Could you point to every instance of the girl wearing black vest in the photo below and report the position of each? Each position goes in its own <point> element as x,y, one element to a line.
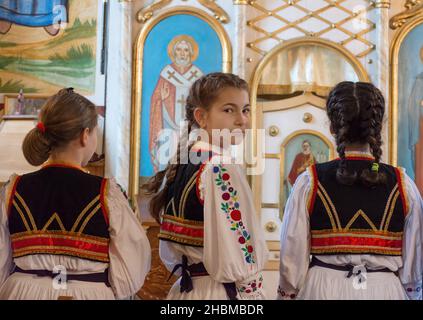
<point>360,220</point>
<point>63,232</point>
<point>209,233</point>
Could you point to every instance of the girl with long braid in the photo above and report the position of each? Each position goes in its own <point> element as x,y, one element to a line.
<point>358,219</point>
<point>209,233</point>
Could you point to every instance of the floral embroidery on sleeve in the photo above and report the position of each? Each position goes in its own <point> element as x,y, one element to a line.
<point>231,207</point>
<point>251,286</point>
<point>286,295</point>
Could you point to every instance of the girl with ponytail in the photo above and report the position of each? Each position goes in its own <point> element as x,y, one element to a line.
<point>359,219</point>
<point>61,219</point>
<point>209,233</point>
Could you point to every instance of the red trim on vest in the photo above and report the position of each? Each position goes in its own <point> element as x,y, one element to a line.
<point>184,230</point>
<point>66,244</point>
<point>317,243</point>
<point>401,190</point>
<point>314,191</point>
<point>12,195</point>
<point>197,181</point>
<point>357,158</point>
<point>102,201</point>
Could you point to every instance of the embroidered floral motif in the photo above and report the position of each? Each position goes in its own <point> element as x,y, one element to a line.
<point>286,295</point>
<point>252,286</point>
<point>230,206</point>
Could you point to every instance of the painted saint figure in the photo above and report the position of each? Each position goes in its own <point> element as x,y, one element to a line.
<point>169,96</point>
<point>33,13</point>
<point>302,160</point>
<point>21,103</point>
<point>415,120</point>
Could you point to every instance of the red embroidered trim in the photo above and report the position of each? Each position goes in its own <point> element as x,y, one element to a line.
<point>183,230</point>
<point>102,201</point>
<point>12,195</point>
<point>63,243</point>
<point>321,243</point>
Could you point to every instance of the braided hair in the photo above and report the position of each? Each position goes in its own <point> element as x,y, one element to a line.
<point>202,94</point>
<point>355,111</point>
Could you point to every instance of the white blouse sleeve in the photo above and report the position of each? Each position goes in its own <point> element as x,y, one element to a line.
<point>234,245</point>
<point>295,240</point>
<point>129,251</point>
<point>412,251</point>
<point>6,261</point>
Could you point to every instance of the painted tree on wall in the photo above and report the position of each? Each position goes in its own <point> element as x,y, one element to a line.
<point>47,45</point>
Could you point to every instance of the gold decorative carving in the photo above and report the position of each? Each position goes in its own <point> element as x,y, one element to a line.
<point>219,13</point>
<point>319,14</point>
<point>147,12</point>
<point>404,26</point>
<point>414,8</point>
<point>137,80</point>
<point>273,131</point>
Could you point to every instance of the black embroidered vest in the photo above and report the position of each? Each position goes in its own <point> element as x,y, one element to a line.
<point>59,210</point>
<point>356,219</point>
<point>183,216</point>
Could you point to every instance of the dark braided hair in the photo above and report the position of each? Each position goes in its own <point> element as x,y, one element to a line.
<point>355,111</point>
<point>202,94</point>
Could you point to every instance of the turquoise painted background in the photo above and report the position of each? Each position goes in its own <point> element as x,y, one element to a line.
<point>155,57</point>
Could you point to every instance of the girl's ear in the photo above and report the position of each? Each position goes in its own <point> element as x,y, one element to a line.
<point>84,137</point>
<point>200,116</point>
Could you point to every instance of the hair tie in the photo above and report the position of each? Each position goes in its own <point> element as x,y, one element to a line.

→ WORK TO COMPLETE:
Give back every line of the material above word for word, leaving out the pictures.

→ TASK RESULT:
Could you point to every instance of the girl wearing black vest in the photo below and report the position of each? Each position goes in its own <point> element as x,y, one element to a line.
<point>360,220</point>
<point>63,232</point>
<point>209,233</point>
Could you point to every instance of the girl with long braid in the photo above and report the position of each? Each position goes in its own <point> element as x,y, one element to a line.
<point>358,219</point>
<point>209,233</point>
Could you point to every instance of the floral embroidery on sleeve in the photo above and report the position of each? Each position goes in its own <point> element as x,y, one element to a line.
<point>231,207</point>
<point>251,286</point>
<point>286,295</point>
Could you point to every instance of the girl with ponytail in the photo above and report the position of each? Each position goes in its own <point> element as x,y, one element to a line.
<point>359,219</point>
<point>61,219</point>
<point>209,233</point>
Could you point to every instance of the red trim on vest in the photo above and report the position of each? Each position goes in its own <point> element as x,y, one element to a line.
<point>184,230</point>
<point>66,244</point>
<point>317,243</point>
<point>401,190</point>
<point>314,191</point>
<point>12,195</point>
<point>197,181</point>
<point>357,158</point>
<point>102,201</point>
Could you point to every instance of the embroidered floral motif in the photo above and report the position of each? Each position goes in its own <point> element as x,y, one element to a line.
<point>286,295</point>
<point>252,286</point>
<point>230,206</point>
Could you point to every instance of the painted saint figure in the photo above and report the position of each? Each position goes in its own <point> element as x,y, one element to a line.
<point>169,96</point>
<point>33,13</point>
<point>302,160</point>
<point>21,103</point>
<point>415,120</point>
Could you point to every instance of the red embroidered trim in the photo above and report the position of each? Each position goes in its own <point> element as x,y, one element to a line.
<point>183,230</point>
<point>102,201</point>
<point>12,195</point>
<point>63,243</point>
<point>321,243</point>
Could you point to every instance of the braided hair in the photo above and report the position of each? Each position goes in its own <point> element as x,y, one element to a line.
<point>202,94</point>
<point>355,111</point>
Could you point to every instance of the white blouse sleeve in the photo above and report the position of each? Each position goes in its own <point> element as x,y, one element to a line.
<point>234,245</point>
<point>295,240</point>
<point>129,251</point>
<point>412,251</point>
<point>6,261</point>
Could you point to every instance of the painted tree on wall in the photo above and report the position of each? Each position goes in its own <point> element as x,y, one element to a line.
<point>47,45</point>
Could you point to every instance of the gold decorative carving in the photo above and report the position of each? Each position goes in its own <point> element as x,y, one element to a line.
<point>219,13</point>
<point>319,14</point>
<point>147,12</point>
<point>404,26</point>
<point>414,8</point>
<point>137,80</point>
<point>273,131</point>
Could you point to every instance of the black embroidered vest in the photo above and report the position of each? Each position goes in its own <point> element as x,y, one element to a line.
<point>59,210</point>
<point>356,219</point>
<point>183,216</point>
Could you point to every instance of the dark braided hair in the photo above and report the position of each? Each position goes in its own <point> element as x,y, one element to a line.
<point>355,111</point>
<point>202,94</point>
Could you point to every instance of the turquoise painted background in the photo above and report the position of each? Each position goes in its own <point> element as x,y, one element to a line.
<point>155,57</point>
Could you point to every instance of the girl's ear in the photo above and report the position of each? Each position goes in its own <point> element as x,y, one element to a line.
<point>84,137</point>
<point>200,116</point>
Could you point to every instance of the hair tie in the photo above and report the position of each? Each position goes in its own <point> element as x,y, one element to a line.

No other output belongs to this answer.